Things to do:
A - In the news briefs, on what date did Alan Gagloev suspend the planned referendum?
B - Reproduce the portion of the news briefs between "El Salvador: warning" and "(DW, May 11)", inclusive.

Selected passage:
——

El Salvador: warning for post-Roe US
The June 24 US Supreme Court decision overturning Roe v. Wade comes six weeks after a court in El Salvador sentenced a woman to 30 years in prison after she suffered an obstetric emergency that resulted in termination of her pregnancy, according to a local advocacy group that was assisting in her defense. The Citizen Group for the Decriminalization of Abortion (Agrupación Ciudadana por la Despenalización del Aborto-ACDATEE) denounced the sentence and said it would appeal the conviction. The woman, identified only as "Esme," was held in pre-trial detention for two years following her arrest when she sought medical care at a public hospital. She already had a seven-year-old daughter. (DW, May 11)
South Ossetia suspends referendum to join Russia
The de facto president of South Ossetia, Alan Gagloev, on May 30 suspended a planned referendum to determine whether the breakaway region of Georgia should join the Russian Federation. The referendum, scheduled for July, had been ordered by decree of Gagloev's predecessor Anatoly Bibilov, and was widely seen as a play to cement his grip on power. However, Bibilov lost his bid for reelection earlier in May, bringing his rival Gagloev to the presidency. In calling off the vote, Gagloev said that the Kremlin must be consulted on "issues related to the further integration of South Ossetia and the Russian Federation." Georgian officials had denounced any moves by South Ossetia to join Russia as "unacceptable."

——

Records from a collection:
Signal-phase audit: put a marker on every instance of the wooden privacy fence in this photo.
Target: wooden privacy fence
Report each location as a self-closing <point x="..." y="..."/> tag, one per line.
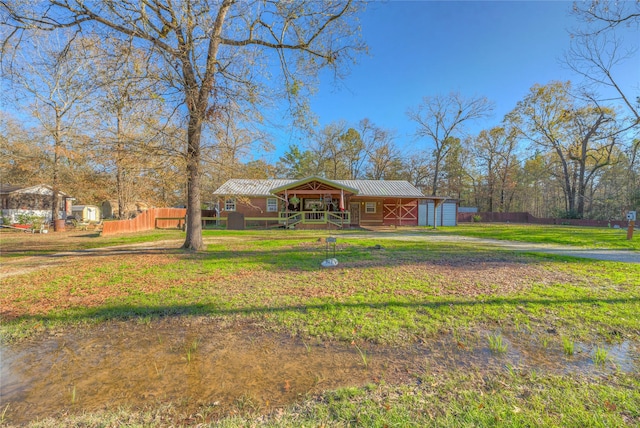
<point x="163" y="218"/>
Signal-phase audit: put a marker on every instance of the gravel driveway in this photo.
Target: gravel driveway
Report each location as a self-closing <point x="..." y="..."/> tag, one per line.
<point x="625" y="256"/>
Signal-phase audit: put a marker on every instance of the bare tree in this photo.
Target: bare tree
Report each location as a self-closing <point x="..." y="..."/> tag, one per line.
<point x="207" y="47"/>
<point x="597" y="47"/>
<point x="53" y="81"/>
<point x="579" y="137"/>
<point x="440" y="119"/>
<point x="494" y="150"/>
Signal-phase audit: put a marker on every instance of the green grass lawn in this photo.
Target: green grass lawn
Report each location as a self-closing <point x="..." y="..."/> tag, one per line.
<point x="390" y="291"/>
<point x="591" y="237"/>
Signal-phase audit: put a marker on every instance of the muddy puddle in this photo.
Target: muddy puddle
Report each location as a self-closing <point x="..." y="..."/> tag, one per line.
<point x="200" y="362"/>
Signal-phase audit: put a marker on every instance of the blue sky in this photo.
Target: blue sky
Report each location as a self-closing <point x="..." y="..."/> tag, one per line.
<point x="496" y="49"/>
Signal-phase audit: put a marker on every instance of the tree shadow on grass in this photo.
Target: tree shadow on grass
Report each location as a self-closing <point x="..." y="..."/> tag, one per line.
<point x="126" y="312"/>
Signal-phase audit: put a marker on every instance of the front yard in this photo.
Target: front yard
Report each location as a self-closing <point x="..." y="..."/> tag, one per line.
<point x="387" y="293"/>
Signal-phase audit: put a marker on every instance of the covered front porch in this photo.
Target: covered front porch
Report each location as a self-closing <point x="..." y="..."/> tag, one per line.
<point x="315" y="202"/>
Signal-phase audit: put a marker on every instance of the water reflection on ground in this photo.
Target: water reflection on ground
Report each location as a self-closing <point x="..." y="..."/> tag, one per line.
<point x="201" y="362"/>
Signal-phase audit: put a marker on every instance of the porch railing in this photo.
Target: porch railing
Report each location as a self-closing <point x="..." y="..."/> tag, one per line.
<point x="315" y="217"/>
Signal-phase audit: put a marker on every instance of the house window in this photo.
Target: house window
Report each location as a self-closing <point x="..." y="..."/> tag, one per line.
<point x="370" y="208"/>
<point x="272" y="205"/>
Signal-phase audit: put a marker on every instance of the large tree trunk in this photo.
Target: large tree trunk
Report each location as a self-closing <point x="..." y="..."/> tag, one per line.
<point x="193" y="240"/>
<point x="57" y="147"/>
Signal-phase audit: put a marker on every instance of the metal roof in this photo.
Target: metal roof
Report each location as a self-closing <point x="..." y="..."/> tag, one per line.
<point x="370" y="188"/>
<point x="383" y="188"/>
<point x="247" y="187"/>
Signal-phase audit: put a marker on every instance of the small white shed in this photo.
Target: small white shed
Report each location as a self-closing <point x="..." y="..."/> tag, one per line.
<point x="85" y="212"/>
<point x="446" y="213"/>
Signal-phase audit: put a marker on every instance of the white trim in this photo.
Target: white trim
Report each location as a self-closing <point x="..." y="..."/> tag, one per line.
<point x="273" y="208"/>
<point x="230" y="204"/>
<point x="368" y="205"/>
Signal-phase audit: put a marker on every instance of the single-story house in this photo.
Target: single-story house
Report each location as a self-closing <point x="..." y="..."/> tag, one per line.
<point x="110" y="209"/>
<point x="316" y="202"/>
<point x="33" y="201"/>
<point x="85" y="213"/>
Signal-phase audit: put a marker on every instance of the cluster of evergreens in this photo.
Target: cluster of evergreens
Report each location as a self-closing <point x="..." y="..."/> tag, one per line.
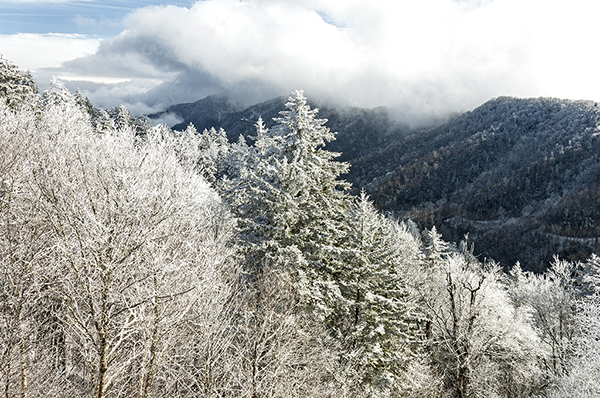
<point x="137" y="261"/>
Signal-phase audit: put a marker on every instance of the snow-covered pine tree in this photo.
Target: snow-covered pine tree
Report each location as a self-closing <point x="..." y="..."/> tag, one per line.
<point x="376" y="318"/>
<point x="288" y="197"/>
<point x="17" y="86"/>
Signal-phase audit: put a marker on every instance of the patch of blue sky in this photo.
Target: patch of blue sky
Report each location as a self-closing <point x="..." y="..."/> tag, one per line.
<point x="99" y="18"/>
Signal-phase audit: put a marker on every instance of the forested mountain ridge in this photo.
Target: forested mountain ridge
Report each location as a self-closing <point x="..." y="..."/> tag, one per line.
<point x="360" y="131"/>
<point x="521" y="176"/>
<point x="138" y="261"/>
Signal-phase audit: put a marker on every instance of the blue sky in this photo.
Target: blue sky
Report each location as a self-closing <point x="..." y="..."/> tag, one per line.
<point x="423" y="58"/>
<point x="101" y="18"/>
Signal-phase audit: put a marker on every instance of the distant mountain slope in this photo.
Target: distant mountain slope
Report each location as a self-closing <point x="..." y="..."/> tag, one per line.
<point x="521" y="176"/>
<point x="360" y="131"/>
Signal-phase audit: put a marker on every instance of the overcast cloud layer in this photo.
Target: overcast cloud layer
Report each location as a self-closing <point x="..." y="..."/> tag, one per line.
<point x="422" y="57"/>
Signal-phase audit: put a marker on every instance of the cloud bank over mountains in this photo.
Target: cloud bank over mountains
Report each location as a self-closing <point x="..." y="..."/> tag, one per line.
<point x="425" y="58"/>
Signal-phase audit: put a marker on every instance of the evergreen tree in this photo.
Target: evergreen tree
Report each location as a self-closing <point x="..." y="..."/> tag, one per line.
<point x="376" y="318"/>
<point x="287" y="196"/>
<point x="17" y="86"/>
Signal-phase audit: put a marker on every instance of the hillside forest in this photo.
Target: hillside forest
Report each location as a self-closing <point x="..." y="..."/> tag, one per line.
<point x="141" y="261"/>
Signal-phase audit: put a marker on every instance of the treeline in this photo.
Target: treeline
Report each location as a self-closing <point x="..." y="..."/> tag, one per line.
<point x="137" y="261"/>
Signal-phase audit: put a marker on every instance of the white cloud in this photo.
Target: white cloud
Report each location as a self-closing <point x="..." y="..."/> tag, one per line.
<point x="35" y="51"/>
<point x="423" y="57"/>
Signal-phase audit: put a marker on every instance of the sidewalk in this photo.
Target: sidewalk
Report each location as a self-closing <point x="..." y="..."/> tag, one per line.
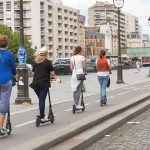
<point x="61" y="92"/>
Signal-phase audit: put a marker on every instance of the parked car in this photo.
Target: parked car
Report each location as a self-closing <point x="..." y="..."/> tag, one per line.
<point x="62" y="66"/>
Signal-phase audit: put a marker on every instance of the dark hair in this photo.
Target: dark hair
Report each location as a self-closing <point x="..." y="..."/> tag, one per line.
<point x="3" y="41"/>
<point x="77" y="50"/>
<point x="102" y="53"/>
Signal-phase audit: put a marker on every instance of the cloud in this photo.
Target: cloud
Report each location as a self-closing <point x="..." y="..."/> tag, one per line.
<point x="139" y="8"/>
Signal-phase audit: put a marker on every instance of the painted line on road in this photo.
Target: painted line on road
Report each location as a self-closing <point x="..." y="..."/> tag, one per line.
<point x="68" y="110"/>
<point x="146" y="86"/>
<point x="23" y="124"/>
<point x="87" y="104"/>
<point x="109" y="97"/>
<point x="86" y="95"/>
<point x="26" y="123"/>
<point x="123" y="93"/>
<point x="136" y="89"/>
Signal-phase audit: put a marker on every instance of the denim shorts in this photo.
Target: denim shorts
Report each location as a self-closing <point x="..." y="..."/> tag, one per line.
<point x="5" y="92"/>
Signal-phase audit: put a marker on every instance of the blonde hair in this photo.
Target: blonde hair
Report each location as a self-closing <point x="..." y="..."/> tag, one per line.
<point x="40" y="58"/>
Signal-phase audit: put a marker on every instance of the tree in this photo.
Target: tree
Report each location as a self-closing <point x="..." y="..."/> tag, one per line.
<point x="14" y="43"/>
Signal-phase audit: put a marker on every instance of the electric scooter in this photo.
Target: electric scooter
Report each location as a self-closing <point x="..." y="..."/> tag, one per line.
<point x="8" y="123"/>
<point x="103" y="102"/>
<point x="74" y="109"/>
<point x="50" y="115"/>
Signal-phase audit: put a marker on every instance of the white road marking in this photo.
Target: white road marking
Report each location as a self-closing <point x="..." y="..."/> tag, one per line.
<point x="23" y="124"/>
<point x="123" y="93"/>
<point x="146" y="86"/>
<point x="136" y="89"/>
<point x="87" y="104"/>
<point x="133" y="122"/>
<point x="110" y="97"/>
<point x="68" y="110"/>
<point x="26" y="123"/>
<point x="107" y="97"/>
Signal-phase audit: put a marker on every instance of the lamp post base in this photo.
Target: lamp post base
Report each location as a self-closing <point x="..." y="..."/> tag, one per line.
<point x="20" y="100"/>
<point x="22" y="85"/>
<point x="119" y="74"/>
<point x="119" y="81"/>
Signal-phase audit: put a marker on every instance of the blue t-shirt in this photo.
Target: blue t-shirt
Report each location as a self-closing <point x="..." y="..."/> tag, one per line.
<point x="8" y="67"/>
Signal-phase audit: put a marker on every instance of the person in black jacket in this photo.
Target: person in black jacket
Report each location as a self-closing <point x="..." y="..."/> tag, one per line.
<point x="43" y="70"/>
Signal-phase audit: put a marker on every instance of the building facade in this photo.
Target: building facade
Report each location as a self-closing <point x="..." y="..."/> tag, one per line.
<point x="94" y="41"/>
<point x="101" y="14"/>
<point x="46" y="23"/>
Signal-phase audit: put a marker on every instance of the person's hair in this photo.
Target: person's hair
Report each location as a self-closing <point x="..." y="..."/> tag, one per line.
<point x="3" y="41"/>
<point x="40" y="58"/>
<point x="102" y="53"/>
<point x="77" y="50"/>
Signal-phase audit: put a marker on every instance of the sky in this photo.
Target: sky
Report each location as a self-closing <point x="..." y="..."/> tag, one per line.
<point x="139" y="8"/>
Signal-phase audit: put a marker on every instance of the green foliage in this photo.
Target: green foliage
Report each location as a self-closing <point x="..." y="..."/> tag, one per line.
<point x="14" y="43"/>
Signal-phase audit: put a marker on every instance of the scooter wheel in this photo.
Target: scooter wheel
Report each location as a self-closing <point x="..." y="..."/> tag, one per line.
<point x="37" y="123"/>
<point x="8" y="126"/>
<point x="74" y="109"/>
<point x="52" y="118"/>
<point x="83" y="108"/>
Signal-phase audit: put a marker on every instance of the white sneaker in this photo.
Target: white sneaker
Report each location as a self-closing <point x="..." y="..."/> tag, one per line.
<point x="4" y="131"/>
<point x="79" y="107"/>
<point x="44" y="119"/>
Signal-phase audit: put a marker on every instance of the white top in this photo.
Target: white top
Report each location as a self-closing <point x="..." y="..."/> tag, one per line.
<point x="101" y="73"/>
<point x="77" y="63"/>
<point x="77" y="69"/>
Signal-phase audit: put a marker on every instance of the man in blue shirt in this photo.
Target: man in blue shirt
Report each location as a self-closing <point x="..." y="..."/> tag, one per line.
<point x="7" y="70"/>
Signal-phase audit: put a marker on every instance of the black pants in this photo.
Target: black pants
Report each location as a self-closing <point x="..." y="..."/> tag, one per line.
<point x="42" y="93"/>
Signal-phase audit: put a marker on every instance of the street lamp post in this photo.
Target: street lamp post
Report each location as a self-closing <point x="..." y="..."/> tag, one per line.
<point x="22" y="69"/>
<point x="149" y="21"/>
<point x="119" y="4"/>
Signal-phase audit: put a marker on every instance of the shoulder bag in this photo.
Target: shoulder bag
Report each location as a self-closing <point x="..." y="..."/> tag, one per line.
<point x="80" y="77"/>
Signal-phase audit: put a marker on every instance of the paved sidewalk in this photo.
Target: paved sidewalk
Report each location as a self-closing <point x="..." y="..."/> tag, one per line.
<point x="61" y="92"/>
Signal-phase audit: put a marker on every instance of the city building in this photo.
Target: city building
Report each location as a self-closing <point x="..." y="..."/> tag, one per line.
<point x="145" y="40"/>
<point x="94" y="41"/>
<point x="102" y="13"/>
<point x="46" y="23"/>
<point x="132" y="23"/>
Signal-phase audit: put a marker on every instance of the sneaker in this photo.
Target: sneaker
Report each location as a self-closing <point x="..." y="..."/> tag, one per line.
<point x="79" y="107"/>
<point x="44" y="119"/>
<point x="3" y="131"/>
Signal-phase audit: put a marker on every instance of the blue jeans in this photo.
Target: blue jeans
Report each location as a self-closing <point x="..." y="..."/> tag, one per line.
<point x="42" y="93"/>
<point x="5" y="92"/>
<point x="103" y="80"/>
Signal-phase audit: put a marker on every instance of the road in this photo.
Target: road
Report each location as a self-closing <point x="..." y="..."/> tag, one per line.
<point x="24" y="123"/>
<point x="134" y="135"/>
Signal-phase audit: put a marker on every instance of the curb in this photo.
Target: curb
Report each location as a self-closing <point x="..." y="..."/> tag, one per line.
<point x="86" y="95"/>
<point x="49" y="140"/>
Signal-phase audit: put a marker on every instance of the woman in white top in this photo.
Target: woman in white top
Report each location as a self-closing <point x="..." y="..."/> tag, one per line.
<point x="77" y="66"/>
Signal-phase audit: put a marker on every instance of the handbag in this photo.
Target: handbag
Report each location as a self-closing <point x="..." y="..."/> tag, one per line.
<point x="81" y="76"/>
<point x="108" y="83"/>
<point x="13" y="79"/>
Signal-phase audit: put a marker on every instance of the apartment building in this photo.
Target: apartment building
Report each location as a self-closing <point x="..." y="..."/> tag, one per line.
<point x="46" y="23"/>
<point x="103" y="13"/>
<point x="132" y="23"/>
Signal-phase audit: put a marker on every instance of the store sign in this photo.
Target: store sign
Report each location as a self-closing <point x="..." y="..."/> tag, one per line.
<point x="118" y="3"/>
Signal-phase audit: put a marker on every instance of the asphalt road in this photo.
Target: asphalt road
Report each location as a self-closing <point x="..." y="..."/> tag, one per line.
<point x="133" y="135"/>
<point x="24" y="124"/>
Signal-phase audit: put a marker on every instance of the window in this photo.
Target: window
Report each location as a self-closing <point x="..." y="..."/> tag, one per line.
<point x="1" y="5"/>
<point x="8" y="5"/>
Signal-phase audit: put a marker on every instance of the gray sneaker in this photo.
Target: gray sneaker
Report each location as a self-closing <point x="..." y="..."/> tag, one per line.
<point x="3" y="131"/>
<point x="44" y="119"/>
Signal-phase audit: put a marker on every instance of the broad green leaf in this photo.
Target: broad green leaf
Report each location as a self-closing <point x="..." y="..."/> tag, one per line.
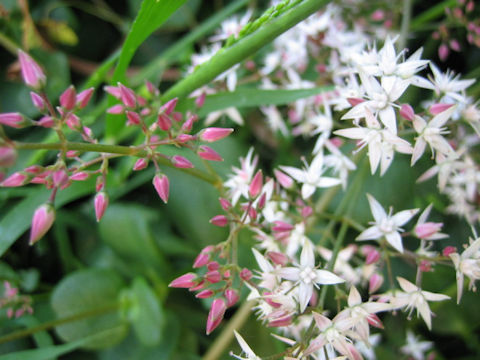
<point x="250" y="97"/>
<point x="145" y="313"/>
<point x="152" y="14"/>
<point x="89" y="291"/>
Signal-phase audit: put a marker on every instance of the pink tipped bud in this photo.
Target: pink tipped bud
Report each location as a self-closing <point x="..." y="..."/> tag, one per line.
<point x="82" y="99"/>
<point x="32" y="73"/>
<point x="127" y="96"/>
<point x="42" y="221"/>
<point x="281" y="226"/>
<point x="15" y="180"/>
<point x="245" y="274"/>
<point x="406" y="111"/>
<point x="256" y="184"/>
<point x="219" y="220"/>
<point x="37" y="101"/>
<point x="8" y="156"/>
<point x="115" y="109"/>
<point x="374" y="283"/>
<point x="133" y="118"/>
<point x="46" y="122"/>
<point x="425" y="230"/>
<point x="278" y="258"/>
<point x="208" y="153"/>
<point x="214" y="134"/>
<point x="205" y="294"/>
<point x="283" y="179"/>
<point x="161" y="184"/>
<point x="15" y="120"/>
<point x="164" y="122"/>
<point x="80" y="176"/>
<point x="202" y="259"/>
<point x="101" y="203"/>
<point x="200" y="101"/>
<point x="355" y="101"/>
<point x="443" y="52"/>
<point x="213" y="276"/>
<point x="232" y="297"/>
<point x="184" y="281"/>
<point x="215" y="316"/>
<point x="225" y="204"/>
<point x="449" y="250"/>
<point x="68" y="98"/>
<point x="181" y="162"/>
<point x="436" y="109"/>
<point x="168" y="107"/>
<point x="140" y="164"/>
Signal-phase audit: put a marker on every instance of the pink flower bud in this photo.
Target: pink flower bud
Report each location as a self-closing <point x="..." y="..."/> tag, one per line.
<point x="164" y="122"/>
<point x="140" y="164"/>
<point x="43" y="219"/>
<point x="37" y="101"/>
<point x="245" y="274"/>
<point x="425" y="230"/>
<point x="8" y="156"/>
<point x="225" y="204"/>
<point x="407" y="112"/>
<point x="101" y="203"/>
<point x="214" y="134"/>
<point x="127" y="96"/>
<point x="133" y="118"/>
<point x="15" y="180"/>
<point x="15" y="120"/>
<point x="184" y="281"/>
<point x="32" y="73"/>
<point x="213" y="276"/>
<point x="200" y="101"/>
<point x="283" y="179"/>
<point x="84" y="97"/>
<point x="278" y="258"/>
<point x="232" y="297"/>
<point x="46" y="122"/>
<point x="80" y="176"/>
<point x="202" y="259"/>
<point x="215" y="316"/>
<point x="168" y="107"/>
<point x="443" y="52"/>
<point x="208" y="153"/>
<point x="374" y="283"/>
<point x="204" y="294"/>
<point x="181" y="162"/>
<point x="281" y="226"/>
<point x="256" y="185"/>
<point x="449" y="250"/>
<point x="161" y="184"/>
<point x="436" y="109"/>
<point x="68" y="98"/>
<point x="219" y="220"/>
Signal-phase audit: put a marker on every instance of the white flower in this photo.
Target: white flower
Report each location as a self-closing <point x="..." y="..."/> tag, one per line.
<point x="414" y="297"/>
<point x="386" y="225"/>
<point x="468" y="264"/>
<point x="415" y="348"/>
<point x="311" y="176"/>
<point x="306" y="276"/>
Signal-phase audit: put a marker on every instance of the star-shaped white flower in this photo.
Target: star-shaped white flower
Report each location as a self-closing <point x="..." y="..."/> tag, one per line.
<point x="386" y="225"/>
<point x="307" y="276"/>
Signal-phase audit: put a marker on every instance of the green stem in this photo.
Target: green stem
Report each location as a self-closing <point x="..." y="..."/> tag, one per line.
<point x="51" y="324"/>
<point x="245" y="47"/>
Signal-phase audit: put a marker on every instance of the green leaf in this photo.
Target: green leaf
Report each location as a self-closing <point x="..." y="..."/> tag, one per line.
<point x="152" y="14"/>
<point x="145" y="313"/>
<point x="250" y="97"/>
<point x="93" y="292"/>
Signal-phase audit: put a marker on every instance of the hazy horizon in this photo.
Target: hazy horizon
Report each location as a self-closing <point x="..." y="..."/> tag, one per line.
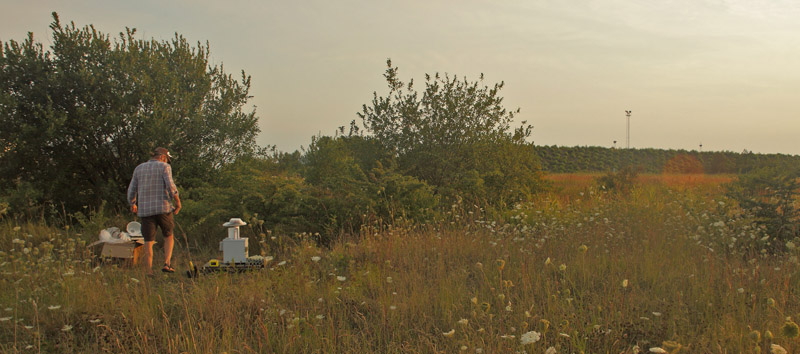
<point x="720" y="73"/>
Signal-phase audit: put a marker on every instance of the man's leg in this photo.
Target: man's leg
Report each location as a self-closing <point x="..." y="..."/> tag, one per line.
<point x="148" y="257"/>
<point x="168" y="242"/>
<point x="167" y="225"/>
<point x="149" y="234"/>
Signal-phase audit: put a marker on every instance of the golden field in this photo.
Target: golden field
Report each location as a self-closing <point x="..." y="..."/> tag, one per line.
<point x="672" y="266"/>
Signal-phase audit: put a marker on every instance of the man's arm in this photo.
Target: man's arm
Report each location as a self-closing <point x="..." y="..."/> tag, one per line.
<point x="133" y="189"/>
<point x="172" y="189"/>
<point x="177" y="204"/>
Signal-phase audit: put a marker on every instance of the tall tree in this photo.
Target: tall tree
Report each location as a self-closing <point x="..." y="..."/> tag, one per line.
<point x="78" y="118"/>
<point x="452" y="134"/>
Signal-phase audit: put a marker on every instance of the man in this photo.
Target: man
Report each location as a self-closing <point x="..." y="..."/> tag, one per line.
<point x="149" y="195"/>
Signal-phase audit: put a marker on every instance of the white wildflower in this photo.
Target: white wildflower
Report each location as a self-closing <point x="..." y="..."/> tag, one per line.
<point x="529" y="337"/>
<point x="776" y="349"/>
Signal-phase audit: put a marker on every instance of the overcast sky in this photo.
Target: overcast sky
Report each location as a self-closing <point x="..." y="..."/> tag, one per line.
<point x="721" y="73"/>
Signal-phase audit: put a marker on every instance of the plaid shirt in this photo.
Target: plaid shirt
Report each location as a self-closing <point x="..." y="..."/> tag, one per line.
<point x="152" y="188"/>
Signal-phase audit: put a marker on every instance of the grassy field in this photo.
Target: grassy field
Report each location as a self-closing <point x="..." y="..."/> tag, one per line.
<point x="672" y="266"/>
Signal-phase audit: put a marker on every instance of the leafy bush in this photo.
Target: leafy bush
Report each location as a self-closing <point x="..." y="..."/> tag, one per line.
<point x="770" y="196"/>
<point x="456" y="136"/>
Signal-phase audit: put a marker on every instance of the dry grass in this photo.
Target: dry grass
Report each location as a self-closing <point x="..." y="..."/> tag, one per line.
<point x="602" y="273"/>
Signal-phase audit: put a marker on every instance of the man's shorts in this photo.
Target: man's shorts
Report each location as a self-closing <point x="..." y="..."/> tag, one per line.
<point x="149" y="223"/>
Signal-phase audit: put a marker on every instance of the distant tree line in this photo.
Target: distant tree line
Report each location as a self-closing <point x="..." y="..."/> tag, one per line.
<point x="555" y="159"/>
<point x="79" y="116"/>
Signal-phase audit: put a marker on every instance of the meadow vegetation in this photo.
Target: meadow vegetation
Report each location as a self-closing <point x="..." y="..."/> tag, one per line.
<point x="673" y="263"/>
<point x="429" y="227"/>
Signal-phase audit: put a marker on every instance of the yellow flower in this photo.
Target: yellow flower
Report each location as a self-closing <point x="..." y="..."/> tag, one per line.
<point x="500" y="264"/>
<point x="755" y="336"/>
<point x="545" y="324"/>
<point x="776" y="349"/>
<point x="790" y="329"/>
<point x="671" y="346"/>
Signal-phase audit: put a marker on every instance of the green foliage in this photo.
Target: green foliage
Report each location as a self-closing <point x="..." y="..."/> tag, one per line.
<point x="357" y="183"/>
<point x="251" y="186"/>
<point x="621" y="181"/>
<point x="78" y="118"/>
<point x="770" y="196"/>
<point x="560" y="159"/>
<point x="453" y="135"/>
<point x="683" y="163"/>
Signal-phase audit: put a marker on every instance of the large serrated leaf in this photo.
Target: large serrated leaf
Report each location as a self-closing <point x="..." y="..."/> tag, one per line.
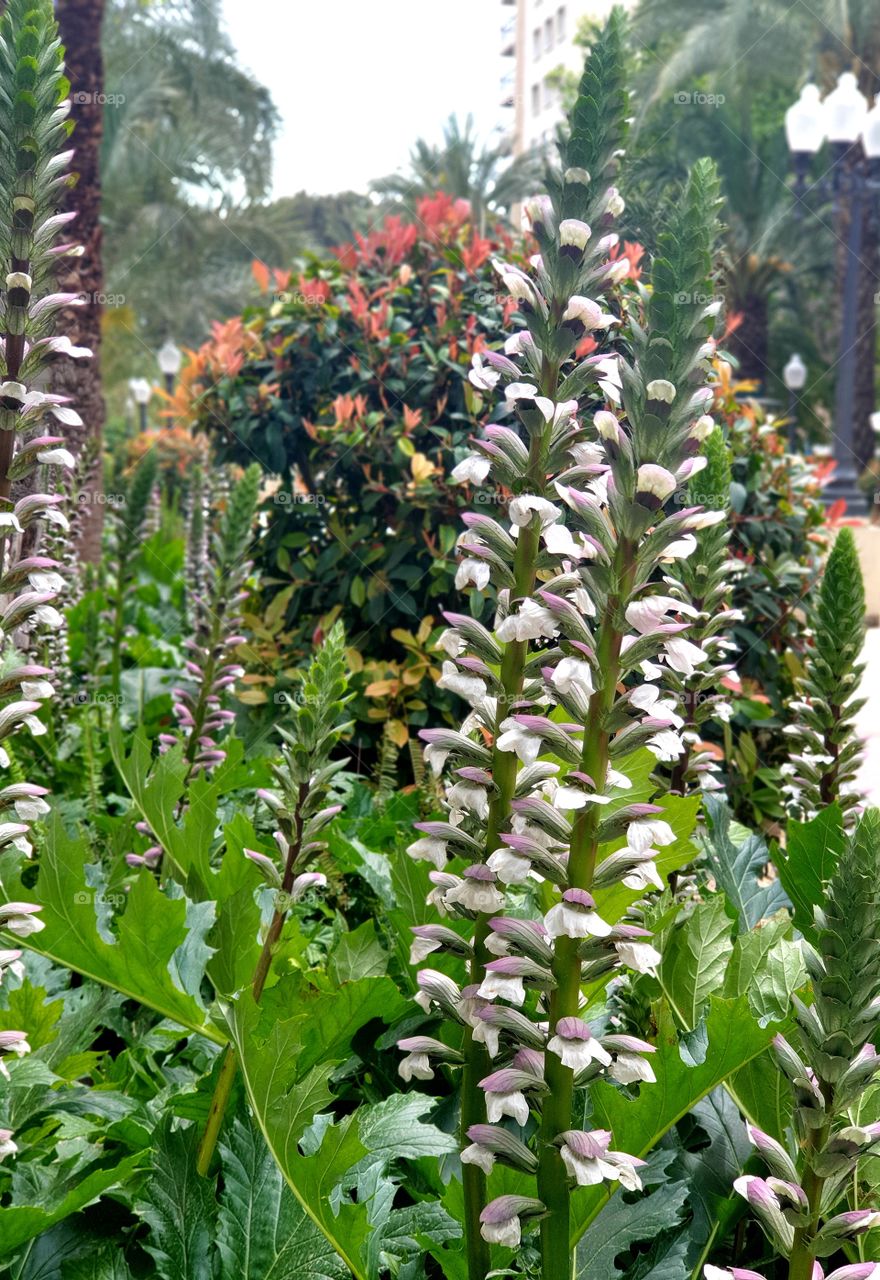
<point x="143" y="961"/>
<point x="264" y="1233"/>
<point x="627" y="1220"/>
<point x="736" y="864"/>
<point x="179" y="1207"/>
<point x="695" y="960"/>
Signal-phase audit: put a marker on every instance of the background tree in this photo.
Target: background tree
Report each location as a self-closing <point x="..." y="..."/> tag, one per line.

——

Solutions to each task:
A - May 30

B -
El Salvador: warning for post-Roe US
The June 24 US Supreme Court decision overturning Roe v. Wade comes six weeks after a court in El Salvador sentenced a woman to 30 years in prison after she suffered an obstetric emergency that resulted in termination of her pregnancy, according to a local advocacy group that was assisting in her defense. The Citizen Group for the Decriminalization of Abortion (Agrupación Ciudadana por la Despenalización del Aborto-ACDATEE) denounced the sentence and said it would appeal the conviction. The woman, identified only as "Esme," was held in pre-trial detention for two years following her arrest when she sought medical care at a public hospital. She already had a seven-year-old daughter. (DW, May 11)